** The tasks **
a) Reproduce the passage of the essay competition guide that opens with the words containing "The John Locke" and closes with "from rejected ones.".
b) Write what comes next in the essay competition guide, starting after its final sentence.

** Document excerpt **
The John Locke Essay Competition is one of the most competitive essay contests for high school students. 2,000 words. Three questions. Under 1% win rate. What follows is a guide to the economics content you actually need — the frameworks, the primary literature, and the analytical moves that separate shortlisted essays from rejected ones.
The 2026 Questions
Q1. Should we fear a cashless society? Q2. Technology now allows personalised pricing. If this came to be widely used, what effects should we expect? Q3. Did Jeff Bezos get rich at the expense of his customers, his employees, neither or both?
Pick based on which one you can handle technically, not which sounds most interesting.
Q1 — Cashless Society
What the question is actually asking
Two sub-questions are buried here: (1) what functions does physical cash perform that digital payment doesn’t, and (2) are those functions valuable enough that their loss constitutes harm?
Most entrants collapse these into “cashless = surveillance = bad.” That’s a conclusion, not an argument.
The economic functions of cash
Cash performs at least five functions that electronic money does not:
- Anonymity — a bearer instrument with no transactional metadata
- Offline settlement — no infrastructure dependency
- Hard budget constraint — psychologically and mechanically
- Monetary sovereignty hedge — a direct central-bank liability outside the commercial banking system
- Financial inclusion backstop — no account, credit check, or ID required
Pick two or three and examine them seriously. Covering all five at 2,000 words produces a list, not an argument.

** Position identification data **
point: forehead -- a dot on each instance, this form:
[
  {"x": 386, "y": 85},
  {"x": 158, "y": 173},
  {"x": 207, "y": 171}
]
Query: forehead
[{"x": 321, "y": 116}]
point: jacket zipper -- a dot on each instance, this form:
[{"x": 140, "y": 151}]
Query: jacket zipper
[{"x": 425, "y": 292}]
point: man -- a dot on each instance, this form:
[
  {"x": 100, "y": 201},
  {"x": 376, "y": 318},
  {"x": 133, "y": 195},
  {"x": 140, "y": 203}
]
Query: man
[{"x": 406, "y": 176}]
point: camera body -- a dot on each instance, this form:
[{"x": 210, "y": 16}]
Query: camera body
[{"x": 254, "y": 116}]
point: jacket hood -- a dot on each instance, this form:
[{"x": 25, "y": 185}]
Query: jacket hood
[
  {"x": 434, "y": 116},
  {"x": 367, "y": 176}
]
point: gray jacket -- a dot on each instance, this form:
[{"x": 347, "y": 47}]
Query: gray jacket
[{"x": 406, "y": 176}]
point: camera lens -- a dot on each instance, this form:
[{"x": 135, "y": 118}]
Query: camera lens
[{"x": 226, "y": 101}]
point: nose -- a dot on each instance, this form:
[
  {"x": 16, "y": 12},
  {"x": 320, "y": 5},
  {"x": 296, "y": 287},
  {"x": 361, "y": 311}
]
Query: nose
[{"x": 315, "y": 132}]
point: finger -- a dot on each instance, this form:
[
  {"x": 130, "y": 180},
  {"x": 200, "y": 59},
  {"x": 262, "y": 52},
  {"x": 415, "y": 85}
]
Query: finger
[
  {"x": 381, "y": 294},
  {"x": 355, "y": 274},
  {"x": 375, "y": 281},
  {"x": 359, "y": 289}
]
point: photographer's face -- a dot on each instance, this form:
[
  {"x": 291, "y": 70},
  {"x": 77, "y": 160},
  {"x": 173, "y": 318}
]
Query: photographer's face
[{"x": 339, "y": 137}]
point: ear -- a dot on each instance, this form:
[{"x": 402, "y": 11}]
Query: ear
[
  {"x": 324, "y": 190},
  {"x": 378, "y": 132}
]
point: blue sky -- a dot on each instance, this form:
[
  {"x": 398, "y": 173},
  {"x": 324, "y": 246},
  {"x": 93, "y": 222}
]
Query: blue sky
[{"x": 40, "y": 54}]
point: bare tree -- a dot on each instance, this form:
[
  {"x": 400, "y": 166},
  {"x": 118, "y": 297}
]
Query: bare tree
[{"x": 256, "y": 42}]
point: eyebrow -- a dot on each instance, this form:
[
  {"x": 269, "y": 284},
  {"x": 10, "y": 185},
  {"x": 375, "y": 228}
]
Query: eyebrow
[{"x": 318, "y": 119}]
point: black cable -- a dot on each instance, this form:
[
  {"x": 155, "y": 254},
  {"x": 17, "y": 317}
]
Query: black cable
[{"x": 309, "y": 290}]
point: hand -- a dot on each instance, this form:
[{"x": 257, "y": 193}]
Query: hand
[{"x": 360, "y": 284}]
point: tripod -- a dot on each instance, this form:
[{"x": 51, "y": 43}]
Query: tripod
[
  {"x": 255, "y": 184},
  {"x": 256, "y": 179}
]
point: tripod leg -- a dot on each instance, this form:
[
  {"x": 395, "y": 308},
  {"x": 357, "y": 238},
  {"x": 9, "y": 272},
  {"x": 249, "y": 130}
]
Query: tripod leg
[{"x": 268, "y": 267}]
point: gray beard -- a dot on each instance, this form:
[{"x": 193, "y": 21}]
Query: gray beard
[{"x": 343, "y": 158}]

** Replies **
a)
The John Locke Essay Competition is one of the most competitive essay contests for high school students. 2,000 words. Three questions. Under 1% win rate. What follows is a guide to the economics content you actually need — the frameworks, the primary literature, and the analytical moves that separate shortlisted essays from rejected ones.

b)
Technical frameworks to deploy
Payment systems economics. Rochet & Tirole on two-sided markets explains why card networks charge what they do and why merchant-side fees that look exploitative are the equilibrium outcome of platform competition. “Cashless” usually means “card/digital dominant,” which means the interchange fee structure becomes the de facto payment tax.
CBDC design tradeoffs. A wholesale CBDC (bank-to-bank) is economically trivial. A retail CBDC raises the real questions: account-based or token-based? Intermediated or direct? These aren’t technical details — they determine whether the central bank now sees every transaction. BIS working papers (Auer, Cornelli, Frost) are the primary literature.
Bank disintermediation risk. If retail CBDC is attractive, deposits flee commercial banks during stress, amplifying runs. Brunnermeier & Niepelt (2019) formalises this. Any serious essay on Q1 needs to engage with it.
The Diamond-Dybvig lens. Bank runs are coordination failures. A frictionless digital payment system makes coordination easier — runs faster and more contagious. SVB in 2023 lost $42bn in hours, largely via mobile banking apps.
Evidence worth citing
- Sweden’s Riksbank reports on cash decline (physical cash ~1% of GDP)
- ECB digital euro consultation papers
- MAS 2021 Payments Landscape study (Singapore-relevant)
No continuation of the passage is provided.